--- Start of Dataset content ---

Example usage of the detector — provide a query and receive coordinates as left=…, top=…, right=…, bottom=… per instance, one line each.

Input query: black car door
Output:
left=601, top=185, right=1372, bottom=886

--- End of Dataset content ---
--- Start of Dataset content ---

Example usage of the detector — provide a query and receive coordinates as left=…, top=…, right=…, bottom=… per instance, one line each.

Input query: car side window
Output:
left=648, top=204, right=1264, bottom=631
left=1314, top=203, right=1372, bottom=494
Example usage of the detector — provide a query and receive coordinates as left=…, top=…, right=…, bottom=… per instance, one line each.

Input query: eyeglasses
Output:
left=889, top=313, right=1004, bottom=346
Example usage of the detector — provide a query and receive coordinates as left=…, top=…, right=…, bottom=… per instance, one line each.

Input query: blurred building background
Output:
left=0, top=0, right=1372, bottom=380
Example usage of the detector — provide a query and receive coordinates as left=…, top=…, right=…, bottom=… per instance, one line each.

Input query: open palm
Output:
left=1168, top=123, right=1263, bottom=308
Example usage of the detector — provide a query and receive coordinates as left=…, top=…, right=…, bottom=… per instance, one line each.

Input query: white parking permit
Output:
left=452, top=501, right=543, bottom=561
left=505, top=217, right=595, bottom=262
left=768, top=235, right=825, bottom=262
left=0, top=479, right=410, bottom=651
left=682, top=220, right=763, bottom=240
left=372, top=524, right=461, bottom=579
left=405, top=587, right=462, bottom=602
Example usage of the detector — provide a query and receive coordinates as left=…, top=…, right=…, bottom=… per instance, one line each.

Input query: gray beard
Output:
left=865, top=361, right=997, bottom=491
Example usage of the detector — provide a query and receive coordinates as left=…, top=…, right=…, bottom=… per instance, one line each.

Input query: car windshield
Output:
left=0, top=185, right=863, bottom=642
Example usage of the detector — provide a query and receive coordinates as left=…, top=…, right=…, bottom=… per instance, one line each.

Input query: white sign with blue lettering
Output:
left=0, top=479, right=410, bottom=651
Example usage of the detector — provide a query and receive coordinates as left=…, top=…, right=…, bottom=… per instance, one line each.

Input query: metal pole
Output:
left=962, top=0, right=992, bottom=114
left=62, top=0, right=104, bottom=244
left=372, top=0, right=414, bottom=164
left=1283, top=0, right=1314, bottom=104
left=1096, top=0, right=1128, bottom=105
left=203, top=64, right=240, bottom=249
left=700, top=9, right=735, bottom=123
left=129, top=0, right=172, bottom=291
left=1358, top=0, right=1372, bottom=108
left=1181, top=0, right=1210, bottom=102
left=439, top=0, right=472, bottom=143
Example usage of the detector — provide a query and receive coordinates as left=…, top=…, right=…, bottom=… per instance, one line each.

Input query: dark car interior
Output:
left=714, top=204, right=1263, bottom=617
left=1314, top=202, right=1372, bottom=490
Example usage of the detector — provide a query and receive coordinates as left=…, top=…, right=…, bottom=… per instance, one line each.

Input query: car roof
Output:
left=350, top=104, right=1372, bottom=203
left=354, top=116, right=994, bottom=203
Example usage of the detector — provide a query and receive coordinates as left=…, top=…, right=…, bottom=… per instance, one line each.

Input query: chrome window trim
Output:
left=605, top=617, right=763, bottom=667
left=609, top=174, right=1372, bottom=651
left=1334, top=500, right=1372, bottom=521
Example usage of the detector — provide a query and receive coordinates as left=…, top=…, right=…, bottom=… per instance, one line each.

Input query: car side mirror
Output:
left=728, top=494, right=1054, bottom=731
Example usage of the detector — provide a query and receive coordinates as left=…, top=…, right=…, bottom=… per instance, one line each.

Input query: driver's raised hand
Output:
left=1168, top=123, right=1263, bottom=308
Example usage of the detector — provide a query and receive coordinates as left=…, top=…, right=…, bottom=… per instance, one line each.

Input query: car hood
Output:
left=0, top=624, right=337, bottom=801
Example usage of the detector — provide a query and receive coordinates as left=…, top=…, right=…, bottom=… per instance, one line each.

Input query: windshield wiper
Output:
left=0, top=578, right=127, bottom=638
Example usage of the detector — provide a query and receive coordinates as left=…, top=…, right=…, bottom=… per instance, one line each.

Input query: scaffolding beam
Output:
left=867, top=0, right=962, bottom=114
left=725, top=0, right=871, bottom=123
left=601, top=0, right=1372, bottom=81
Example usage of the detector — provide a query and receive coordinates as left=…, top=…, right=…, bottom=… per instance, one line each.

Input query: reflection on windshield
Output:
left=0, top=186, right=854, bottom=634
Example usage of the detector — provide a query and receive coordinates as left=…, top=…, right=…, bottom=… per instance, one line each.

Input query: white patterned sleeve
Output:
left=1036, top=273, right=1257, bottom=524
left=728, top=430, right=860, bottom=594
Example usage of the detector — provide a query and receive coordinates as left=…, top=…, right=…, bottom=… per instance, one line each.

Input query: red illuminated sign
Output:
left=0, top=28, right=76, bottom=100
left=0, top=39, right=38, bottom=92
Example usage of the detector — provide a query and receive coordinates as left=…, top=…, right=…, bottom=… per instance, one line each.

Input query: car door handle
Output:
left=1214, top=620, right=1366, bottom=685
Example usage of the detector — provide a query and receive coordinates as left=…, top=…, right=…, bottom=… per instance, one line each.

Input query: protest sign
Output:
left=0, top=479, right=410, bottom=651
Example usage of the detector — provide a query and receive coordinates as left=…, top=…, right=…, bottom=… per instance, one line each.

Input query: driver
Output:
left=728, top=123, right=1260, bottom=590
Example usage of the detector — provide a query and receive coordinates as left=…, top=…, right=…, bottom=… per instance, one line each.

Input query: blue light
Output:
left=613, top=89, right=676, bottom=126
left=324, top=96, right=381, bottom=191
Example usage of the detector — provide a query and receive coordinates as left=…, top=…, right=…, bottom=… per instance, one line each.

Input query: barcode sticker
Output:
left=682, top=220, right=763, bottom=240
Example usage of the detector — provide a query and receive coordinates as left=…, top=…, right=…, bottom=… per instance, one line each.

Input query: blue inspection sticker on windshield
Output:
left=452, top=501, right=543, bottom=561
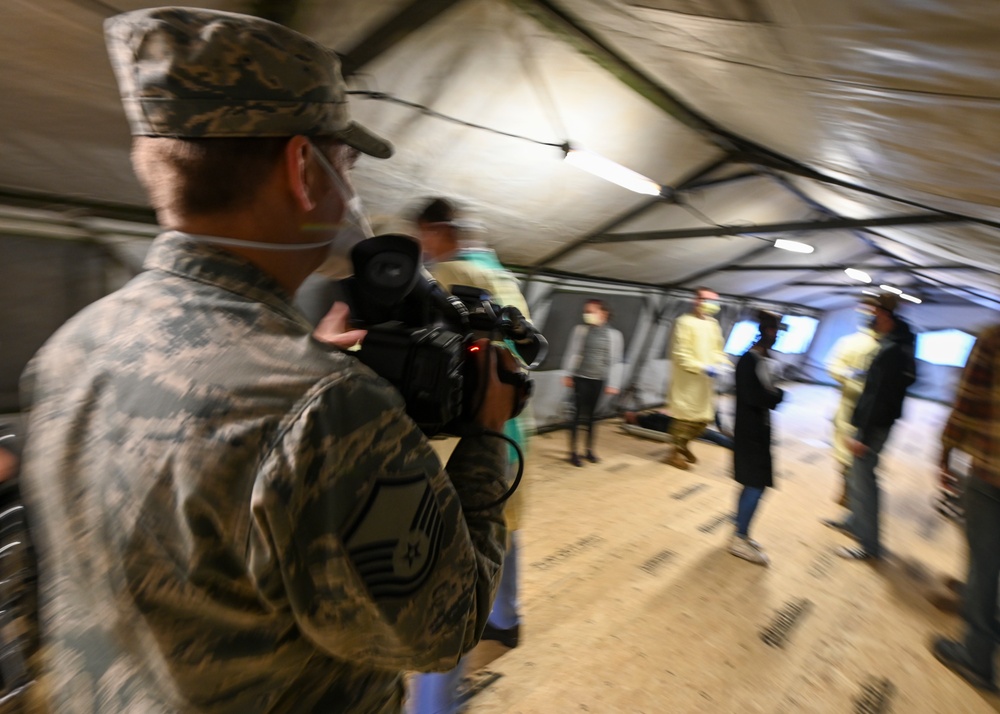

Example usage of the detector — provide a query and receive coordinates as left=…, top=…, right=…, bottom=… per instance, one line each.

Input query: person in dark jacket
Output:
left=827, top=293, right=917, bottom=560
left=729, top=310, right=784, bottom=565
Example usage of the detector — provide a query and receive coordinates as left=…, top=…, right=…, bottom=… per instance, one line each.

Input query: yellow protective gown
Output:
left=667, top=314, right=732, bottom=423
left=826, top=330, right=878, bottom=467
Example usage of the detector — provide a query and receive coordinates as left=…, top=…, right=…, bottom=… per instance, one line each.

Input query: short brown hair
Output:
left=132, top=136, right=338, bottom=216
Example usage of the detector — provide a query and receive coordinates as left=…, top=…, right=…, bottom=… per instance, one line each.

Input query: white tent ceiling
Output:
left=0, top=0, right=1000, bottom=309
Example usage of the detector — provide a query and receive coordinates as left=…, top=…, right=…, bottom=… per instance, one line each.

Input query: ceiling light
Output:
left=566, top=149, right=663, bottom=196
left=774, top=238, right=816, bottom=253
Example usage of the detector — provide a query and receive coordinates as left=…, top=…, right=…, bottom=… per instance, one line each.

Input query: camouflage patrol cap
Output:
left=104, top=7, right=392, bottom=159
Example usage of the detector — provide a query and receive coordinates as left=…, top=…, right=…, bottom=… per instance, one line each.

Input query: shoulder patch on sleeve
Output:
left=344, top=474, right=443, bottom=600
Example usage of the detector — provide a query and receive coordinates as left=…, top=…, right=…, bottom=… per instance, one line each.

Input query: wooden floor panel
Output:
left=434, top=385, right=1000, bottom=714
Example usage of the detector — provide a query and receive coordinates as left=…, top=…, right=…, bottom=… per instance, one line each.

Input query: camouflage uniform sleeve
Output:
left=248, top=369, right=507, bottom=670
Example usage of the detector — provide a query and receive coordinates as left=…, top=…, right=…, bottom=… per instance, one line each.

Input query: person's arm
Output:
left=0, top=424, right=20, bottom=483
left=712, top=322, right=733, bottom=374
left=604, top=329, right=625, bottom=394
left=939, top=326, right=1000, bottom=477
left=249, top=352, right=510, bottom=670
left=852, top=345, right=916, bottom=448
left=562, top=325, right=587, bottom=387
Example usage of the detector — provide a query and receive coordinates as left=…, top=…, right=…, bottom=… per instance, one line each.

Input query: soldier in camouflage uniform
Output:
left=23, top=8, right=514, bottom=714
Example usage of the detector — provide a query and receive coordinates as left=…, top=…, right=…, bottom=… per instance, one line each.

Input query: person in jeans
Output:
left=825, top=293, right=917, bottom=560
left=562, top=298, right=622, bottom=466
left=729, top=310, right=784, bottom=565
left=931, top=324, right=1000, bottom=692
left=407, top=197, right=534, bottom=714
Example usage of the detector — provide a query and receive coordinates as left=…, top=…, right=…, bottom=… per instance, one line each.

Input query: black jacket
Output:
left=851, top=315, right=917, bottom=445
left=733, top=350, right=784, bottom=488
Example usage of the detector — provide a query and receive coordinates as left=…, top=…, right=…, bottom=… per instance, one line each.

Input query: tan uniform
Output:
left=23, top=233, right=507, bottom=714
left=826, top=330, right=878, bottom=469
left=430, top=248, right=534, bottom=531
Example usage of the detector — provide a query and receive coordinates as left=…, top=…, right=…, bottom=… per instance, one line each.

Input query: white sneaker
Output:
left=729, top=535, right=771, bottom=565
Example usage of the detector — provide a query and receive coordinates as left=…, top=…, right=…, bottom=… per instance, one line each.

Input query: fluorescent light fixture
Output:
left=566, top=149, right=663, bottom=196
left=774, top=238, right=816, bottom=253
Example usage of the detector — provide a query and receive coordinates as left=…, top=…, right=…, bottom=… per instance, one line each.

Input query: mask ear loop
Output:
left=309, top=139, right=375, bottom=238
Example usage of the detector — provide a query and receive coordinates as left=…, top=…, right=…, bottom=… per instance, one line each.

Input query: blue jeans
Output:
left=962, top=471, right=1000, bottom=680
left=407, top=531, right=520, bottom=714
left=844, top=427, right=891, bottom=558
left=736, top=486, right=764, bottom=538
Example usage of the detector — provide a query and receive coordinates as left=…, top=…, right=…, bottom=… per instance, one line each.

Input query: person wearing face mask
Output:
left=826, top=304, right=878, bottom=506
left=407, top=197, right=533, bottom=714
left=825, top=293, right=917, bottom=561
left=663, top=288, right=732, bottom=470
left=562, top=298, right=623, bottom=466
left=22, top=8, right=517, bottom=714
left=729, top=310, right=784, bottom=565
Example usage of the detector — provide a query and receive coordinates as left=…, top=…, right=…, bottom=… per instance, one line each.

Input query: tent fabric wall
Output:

--- End of Dataset content ---
--- Start of Dataset content ---

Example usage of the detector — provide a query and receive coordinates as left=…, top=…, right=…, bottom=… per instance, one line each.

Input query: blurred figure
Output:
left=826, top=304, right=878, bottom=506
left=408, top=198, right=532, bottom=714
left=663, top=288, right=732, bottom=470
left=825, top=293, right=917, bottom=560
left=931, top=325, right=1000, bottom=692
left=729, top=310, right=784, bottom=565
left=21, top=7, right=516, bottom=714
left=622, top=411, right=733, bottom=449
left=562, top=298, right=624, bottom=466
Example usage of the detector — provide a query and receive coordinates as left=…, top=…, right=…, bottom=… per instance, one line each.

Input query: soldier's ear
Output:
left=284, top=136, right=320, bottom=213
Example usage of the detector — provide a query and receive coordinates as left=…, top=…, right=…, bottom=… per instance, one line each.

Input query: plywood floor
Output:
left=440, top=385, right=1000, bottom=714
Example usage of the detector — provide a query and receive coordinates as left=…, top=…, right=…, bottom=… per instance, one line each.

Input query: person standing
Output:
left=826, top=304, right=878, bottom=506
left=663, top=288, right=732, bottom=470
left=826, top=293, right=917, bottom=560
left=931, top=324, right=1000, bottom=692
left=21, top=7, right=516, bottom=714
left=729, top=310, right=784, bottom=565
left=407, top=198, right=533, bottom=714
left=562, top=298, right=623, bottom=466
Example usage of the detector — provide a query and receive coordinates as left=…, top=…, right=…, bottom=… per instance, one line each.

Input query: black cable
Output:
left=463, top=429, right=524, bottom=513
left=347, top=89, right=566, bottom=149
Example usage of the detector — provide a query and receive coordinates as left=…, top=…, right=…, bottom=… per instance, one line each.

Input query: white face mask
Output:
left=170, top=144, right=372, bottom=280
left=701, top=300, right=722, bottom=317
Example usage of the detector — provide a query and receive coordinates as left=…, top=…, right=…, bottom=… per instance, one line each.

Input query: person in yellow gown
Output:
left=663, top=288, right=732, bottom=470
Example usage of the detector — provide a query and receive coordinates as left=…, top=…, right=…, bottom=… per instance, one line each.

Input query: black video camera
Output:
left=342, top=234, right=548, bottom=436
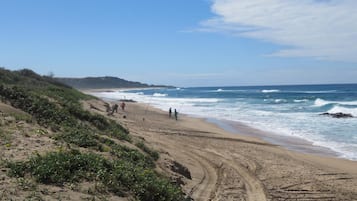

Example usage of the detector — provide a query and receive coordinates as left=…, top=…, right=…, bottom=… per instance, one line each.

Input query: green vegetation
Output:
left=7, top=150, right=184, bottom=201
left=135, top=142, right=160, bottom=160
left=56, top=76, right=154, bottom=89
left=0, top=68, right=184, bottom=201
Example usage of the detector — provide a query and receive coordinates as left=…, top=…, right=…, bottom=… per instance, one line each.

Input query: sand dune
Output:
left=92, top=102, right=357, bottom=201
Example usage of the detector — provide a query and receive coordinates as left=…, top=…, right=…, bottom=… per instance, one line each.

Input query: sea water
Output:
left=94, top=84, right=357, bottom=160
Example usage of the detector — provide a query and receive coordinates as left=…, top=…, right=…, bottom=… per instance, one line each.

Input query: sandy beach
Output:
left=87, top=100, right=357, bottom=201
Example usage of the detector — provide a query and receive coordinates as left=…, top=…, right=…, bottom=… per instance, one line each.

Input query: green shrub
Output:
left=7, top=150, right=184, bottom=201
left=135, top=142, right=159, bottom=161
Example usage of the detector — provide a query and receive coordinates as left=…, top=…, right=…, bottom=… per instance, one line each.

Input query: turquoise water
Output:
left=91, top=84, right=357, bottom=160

--- End of Dataset content ---

→ Your task: Show every line of the entries above that contains the word "jeans", treating uppercase and lowercase as different.

→ Solution for this problem:
Input query: person in jeans
Input query: blue jeans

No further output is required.